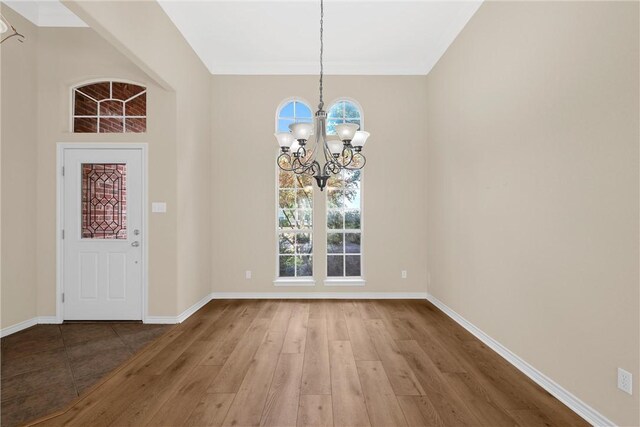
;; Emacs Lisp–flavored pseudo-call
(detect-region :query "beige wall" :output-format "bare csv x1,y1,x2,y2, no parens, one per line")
425,2,639,425
65,0,213,314
211,75,428,294
0,6,39,328
34,26,179,318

Task brief.
Copy each of the entries above precisely, and drop whatever pictures they hold.

Answer below.
;; Emacs Lisp–flavored pseudo-call
(detect-region :query "beige wall" :output-format "bare csv x1,y1,x2,y2, no parens, one per line")
425,2,639,425
65,0,213,314
211,75,428,294
0,6,39,328
34,26,179,318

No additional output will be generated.